# Page text:
-- -- --

Demonstrators burn an American flag at La Bastille monument in Paris.

PARIS, May 26 (IslamOnline & News Agencies) - Thousands of protesters marched through Paris Sunday, May 26, slamming U.S. foreign, military and environmental policy, as President George W. Bush arrived in the French capital on his first official visit.

Police put protester numbers at over 4,000, while riot-equipped officers said they were ready for up to 15,000 demonstrators, Agence France-Presse (AFP) reported.

Peace activists and environmentalists mingled with Palestinian sympathizers and those demanding the lifting of sanctions against Iraq in a march that passed off peacefully, with police keeping their distance.

At the head of the march was a group calling itself "Americans against Bush," lambasting Bush's policies. "He's betrayed everything that represents what were the few good parts of our country," one of the group members told AFP.

-- -- --

# Problem details:
Carry on the news report about the Paris march against President Bush's visit, starting right after its last sentence.

# Supplied information:

-- -- --

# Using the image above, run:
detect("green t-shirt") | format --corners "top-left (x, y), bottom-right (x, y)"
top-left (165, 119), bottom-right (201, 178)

-- -- --

# Written answer:
"Since September 11, he's turned the country into a constitutional crisis. We're not afraid to speak up like those in America who are silent, who are in a constitutional coma," he added.

"We're concerned for our country... take Cuba, the missile programmed," said another, criticizing the U.S. president for encroaching on civil liberties.

"This president wasn't elected, he was selected," he added.

Protest groups included revolutionary communists, anti-capitalists, anti-imperialists, human rights activists, and those demanding an end to the death penalty. Their numbers swelled by pro-Iraqi and Palestinian groups.

Some chanted "Down with the U.S.," while others held a banner reading: "We want justice, stop the war."

Most demonstrators focused their rage at U.S. foreign policy, particularly in the Middle East, holding banners depicting Bush on a Wild West-style poster saying "Wanted: This man is dangerous."

Marchers chanted "We're all Palestinians" while others wearing headscarves shouted "Bush, Sharon, assassins."

With attention focused on possible U.S. military action against Baghdad, one Iraqi protester said Bush was already at war with Iraq, while another insisted: "We are ready for anything."

A demo in the Normandy town of Caen saw 1,100 people denouncing Bush's "strategy of world domination."

"U.S. military action in Iraq would be a catastrophe for U.S. policy; it would kick off a war everywhere," he warned.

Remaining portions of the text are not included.